§ Passage shown:

Manifold Sphere ( double radius, int circularSegments = 0 )

static

Constructs a geodesic sphere of a given radius.

Parameters

radius	Radius of the sphere. Must be positive.
circularSegments	Number of segments along its diameter. This number will always be rounded up to the nearest factor of four, as this sphere is constructed by refining an octahedron. This means there are a circle of vertices on all three of the axis planes. Default is calculated by the static Defaults.

LevelSet()

Manifold LevelSet ( std::function< double(vec3)> sdf, Box bounds, double edgeLength, double level = 0, double tolerance = -1, bool canParallel = true )

static

Constructs a level-set manifold from the input Signed-Distance Function (SDF). This uses a form of Marching Tetrahedra (akin to Marching Cubes, but better for manifoldness). Instead of using a cubic grid, it uses a body-centered cubic grid (two shifted cubic grids). These grid points are snapped to the surface where possible to keep short edges from forming.

Parameters

sdf	The signed-distance functor, containing this function signature: double operator()(vec3 point), which returns the signed distance of a given point in R^3. Positive values are inside, negative outside. There is no requirement that the function be a true distance, or even continuous.

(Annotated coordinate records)
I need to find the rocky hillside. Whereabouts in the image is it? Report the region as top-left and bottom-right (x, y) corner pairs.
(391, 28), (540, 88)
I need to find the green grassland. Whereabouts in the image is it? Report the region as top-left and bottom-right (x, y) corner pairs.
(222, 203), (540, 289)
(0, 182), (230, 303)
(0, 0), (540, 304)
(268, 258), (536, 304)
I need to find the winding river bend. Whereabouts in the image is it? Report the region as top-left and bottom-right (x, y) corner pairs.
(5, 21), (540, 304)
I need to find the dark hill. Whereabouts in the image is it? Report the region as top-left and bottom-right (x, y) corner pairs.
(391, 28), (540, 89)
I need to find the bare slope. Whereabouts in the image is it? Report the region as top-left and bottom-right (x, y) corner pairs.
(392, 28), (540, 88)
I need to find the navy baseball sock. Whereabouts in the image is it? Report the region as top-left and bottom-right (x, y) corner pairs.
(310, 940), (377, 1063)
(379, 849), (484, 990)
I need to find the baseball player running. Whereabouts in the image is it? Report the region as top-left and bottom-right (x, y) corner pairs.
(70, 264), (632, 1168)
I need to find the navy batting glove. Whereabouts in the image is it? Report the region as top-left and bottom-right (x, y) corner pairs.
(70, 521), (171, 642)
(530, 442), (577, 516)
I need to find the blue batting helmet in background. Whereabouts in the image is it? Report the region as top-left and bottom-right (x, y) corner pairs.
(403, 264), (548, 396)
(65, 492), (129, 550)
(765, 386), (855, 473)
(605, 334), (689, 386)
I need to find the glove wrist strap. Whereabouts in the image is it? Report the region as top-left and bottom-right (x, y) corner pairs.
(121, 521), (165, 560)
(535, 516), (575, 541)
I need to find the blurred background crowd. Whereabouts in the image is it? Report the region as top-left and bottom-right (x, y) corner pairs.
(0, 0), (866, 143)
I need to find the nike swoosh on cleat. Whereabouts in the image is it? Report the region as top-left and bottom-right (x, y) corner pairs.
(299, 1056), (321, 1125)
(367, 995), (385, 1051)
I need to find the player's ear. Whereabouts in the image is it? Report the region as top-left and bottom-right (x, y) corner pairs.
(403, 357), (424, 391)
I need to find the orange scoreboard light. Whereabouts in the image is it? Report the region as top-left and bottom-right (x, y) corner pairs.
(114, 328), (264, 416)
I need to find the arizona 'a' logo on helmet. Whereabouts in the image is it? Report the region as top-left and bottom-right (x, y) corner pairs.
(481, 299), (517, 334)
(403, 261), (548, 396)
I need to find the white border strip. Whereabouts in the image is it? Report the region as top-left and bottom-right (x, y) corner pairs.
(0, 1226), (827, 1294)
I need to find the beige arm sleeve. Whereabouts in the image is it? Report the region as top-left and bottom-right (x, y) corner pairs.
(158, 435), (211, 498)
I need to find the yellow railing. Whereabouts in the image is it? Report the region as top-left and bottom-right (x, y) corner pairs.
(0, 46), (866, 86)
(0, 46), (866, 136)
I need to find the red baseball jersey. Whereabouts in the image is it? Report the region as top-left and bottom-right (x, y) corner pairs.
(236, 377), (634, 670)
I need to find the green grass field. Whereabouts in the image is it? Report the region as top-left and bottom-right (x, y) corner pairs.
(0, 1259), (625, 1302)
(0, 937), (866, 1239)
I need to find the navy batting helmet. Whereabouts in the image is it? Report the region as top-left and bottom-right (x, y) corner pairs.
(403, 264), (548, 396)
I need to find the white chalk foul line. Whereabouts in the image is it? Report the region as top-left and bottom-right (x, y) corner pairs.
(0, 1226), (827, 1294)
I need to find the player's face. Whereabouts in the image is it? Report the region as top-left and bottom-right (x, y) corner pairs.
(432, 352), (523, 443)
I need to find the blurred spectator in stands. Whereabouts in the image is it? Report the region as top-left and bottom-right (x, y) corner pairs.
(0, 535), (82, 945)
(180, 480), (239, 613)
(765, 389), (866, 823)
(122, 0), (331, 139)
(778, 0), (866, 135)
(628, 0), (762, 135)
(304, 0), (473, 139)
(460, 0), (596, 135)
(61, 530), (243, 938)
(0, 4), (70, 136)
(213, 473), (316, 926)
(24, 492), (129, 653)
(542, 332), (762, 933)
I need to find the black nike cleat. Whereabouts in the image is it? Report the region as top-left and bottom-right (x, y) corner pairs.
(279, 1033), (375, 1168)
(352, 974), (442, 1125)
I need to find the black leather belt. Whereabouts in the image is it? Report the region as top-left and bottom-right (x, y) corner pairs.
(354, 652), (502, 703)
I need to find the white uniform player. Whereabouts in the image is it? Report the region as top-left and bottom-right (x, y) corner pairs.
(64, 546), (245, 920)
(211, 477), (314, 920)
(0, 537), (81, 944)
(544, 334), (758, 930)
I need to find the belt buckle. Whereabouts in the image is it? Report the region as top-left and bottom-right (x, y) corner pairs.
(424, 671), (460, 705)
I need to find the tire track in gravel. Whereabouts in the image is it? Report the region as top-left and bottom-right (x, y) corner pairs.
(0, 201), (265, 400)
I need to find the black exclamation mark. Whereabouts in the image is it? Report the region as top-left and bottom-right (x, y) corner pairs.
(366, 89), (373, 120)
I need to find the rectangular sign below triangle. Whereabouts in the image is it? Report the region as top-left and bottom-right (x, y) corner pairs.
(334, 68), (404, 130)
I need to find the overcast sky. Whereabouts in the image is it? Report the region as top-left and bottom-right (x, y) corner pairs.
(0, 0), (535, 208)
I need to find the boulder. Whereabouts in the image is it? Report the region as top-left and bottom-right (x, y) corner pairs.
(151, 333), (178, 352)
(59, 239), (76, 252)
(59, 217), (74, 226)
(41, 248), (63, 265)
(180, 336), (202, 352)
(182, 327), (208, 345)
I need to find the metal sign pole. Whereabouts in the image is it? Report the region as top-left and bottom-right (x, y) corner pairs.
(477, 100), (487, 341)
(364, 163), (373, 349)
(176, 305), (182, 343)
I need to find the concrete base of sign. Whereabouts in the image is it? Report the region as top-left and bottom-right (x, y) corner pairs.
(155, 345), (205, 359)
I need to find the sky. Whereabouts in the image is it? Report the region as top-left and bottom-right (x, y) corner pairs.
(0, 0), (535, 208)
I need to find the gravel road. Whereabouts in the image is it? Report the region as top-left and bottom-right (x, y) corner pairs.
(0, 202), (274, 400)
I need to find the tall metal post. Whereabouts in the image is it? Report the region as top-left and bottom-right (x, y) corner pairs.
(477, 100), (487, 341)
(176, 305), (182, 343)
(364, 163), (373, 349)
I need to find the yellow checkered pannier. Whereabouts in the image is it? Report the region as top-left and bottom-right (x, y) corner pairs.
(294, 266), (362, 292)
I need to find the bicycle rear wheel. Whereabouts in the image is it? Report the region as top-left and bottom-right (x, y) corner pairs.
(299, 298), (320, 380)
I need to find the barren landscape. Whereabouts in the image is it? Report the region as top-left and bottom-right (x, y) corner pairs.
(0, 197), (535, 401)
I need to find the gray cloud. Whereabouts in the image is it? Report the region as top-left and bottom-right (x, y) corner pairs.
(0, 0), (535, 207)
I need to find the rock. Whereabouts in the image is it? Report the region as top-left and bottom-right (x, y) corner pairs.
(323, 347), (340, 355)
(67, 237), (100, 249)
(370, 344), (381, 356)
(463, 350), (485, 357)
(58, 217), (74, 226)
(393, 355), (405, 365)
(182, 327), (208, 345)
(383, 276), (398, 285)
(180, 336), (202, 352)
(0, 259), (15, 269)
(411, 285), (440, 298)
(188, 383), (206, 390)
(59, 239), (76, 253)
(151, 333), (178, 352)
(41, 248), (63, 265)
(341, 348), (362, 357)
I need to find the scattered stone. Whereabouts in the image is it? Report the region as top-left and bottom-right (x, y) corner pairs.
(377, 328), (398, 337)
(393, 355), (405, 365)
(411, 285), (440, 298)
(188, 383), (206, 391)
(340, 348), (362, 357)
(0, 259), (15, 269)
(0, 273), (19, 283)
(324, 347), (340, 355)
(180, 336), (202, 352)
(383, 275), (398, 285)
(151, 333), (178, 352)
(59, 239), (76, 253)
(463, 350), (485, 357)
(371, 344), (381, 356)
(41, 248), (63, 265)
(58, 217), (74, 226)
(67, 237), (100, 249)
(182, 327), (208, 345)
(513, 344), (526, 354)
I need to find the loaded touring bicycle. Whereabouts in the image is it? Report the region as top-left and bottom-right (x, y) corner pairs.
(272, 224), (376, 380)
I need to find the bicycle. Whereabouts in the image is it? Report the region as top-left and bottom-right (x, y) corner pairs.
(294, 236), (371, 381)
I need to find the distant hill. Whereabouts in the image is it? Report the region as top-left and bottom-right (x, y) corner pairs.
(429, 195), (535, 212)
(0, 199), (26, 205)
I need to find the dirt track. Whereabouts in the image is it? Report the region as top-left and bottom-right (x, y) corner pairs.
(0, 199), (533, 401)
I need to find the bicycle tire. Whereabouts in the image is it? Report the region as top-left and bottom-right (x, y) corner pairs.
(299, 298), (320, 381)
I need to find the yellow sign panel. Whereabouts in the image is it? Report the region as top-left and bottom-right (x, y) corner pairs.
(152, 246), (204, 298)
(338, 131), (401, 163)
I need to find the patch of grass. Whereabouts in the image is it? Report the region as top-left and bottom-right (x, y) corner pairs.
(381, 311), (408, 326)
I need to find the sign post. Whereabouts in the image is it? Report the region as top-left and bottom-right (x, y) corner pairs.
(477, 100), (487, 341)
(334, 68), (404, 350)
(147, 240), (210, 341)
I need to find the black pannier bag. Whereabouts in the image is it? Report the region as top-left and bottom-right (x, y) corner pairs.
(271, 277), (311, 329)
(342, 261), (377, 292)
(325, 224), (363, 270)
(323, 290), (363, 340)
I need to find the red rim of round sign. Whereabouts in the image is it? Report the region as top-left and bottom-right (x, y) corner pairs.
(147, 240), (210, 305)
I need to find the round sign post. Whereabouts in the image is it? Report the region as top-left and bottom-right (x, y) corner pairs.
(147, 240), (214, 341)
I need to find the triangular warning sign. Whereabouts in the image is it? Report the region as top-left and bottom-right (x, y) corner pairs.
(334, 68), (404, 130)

§ Requests:
a - Could you copy the stretch of the geometry documentation from "Constructs a level-set" through "or even continuous."?
b - Can you rewrite the entries from the line containing "I need to find the loaded" through the line containing "(294, 236), (371, 381)", keeping the requests unchanged and multiplying every answer coordinate by 0.6, rounded to whole numbers with halves going up? Return only those lines.

§ Problem solutions:
a -
Constructs a level-set manifold from the input Signed-Distance Function (SDF). This uses a form of Marching Tetrahedra (akin to Marching Cubes, but better for manifoldness). Instead of using a cubic grid, it uses a body-centered cubic grid (two shifted cubic grids). These grid points are snapped to the surface where possible to keep short edges from forming.

Parameters

sdf	The signed-distance functor, containing this function signature: double operator()(vec3 point), which returns the signed distance of a given point in R^3. Positive values are inside, negative outside. There is no requirement that the function be a true distance, or even continuous.

b -
I need to find the loaded touring bicycle. Whereabouts in the image is it? Report the region as top-left and bottom-right (x, y) corner pairs.
(163, 134), (226, 228)
I need to find the bicycle. Whereabouts in the image is it? Report the region as top-left and bottom-right (x, y) corner pairs.
(176, 142), (223, 229)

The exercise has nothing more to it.